── MATERIALS PROVIDED ──
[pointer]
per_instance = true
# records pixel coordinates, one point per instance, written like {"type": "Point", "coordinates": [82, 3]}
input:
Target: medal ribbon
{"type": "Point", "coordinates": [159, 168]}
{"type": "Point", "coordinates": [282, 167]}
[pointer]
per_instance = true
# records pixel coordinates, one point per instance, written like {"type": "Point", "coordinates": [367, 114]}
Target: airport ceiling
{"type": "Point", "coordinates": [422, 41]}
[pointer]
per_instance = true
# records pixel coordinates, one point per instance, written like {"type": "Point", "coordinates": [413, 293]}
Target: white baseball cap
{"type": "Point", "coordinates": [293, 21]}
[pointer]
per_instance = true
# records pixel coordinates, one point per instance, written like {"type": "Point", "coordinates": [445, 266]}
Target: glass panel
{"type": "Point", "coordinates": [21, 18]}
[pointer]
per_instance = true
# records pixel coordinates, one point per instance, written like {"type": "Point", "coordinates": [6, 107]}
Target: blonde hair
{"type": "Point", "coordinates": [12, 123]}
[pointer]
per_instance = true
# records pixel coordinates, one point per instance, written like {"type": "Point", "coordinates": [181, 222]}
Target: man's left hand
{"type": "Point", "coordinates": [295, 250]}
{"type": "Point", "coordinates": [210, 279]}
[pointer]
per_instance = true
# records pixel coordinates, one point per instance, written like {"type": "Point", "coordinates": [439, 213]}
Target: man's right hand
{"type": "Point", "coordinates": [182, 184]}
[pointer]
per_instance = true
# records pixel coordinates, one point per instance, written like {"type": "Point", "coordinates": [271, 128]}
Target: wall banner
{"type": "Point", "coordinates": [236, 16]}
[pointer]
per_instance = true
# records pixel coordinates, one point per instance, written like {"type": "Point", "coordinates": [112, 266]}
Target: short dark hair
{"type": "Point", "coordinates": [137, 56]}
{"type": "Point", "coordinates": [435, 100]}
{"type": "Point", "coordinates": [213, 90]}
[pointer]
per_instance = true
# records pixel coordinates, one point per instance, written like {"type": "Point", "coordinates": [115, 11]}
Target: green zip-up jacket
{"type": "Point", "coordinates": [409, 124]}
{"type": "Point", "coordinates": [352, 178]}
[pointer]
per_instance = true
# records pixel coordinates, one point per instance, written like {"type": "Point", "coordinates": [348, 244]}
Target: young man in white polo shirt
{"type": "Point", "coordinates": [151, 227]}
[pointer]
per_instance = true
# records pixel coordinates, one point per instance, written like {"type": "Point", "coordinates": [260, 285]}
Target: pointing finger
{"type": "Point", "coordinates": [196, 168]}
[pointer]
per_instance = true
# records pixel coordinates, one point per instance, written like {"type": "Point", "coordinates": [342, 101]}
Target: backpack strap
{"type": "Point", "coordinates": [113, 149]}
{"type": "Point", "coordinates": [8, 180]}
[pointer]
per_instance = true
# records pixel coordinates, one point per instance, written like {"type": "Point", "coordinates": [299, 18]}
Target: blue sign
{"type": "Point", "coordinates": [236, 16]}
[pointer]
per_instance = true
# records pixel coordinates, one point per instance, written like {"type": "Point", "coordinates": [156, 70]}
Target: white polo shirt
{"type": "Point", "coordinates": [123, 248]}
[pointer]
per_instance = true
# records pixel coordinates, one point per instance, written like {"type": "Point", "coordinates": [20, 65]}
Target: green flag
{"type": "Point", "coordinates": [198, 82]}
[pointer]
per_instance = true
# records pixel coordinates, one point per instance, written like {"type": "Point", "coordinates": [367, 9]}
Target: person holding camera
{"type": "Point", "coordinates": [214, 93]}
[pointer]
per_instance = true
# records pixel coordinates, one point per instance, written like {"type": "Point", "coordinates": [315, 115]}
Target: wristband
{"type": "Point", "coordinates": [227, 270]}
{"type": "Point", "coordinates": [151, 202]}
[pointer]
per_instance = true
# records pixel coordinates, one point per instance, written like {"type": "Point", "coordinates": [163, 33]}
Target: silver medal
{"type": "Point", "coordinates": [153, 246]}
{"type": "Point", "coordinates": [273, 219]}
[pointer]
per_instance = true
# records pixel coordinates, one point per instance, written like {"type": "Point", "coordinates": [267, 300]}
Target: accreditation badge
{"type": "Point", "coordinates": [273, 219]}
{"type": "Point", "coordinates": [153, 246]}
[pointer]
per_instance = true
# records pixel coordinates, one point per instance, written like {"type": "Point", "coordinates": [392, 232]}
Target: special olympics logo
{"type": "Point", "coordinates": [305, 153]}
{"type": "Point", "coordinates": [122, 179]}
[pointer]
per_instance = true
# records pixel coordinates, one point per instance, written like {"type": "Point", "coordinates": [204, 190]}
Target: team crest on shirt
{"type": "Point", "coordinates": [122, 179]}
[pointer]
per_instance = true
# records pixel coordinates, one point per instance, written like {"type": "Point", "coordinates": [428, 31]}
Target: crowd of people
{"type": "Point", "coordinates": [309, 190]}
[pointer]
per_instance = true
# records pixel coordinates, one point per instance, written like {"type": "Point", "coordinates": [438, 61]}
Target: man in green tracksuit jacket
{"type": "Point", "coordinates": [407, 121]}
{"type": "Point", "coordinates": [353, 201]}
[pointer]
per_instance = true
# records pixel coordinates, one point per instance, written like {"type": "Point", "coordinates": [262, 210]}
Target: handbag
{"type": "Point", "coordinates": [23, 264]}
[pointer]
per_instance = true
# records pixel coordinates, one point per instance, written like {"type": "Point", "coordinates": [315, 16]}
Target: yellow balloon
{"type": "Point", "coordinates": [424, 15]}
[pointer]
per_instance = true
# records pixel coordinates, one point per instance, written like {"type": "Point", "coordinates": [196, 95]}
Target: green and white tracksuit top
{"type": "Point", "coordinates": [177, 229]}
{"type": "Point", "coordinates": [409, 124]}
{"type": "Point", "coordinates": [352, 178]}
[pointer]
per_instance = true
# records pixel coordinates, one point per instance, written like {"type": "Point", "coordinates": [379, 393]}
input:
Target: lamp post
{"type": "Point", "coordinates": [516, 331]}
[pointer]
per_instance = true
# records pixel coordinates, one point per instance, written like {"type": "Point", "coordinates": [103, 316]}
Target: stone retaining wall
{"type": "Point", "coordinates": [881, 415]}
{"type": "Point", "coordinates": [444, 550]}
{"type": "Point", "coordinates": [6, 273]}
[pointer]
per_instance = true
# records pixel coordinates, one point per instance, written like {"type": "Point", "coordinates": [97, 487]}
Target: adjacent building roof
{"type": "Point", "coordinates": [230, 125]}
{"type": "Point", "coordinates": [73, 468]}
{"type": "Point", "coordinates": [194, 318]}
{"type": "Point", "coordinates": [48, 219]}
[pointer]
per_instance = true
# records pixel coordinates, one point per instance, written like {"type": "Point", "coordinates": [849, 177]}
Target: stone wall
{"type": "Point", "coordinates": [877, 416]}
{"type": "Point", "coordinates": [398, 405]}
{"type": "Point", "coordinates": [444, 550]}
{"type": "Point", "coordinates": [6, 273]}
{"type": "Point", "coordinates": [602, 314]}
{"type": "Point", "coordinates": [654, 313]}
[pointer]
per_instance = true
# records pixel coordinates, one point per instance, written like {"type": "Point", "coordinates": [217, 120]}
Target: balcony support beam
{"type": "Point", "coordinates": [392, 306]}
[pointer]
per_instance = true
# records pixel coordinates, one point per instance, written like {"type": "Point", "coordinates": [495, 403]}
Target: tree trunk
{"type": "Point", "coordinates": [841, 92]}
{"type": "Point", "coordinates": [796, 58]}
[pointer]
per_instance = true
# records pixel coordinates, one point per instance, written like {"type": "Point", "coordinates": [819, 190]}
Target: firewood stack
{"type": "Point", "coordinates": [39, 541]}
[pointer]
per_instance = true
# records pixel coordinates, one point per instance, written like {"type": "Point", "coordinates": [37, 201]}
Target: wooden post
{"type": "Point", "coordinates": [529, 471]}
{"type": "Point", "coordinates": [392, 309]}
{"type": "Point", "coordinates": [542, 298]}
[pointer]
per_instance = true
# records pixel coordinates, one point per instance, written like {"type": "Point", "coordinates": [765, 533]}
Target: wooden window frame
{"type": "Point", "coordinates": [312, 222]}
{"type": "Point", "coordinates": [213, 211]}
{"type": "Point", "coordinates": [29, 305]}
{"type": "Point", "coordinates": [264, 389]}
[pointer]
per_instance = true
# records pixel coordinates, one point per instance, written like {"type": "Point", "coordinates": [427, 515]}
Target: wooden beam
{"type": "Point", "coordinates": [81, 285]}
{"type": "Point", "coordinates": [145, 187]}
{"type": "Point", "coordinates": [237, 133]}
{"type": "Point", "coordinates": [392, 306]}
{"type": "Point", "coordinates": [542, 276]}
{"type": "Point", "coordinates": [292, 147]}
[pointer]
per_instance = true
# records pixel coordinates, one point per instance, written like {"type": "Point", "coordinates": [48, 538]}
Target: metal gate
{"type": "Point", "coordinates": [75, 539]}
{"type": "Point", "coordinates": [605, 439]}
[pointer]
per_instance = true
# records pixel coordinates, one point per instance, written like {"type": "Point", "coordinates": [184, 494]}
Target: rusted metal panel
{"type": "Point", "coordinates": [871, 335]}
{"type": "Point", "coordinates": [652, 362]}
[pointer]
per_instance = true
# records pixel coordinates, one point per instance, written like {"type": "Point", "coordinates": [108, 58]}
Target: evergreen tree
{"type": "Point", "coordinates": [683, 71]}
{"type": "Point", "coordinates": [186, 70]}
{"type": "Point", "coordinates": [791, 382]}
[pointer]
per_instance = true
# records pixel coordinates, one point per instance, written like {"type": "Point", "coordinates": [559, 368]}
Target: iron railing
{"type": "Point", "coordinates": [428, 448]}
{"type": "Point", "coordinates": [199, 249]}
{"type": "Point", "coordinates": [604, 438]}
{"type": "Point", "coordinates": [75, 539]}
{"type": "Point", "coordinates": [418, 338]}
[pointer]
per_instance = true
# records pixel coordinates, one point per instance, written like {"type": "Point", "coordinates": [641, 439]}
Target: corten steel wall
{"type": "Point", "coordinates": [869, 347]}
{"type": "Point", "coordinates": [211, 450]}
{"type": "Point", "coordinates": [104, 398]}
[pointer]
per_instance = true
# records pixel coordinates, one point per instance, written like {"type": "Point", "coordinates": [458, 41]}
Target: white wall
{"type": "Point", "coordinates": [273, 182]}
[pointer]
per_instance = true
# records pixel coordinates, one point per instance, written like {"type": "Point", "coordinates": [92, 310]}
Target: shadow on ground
───
WRITTEN PROBLEM =
Locate each line in the listing above that contains the string "hair", and copy those lines out in full.

COMPLETE ANSWER =
Target: blonde hair
Target: short dark hair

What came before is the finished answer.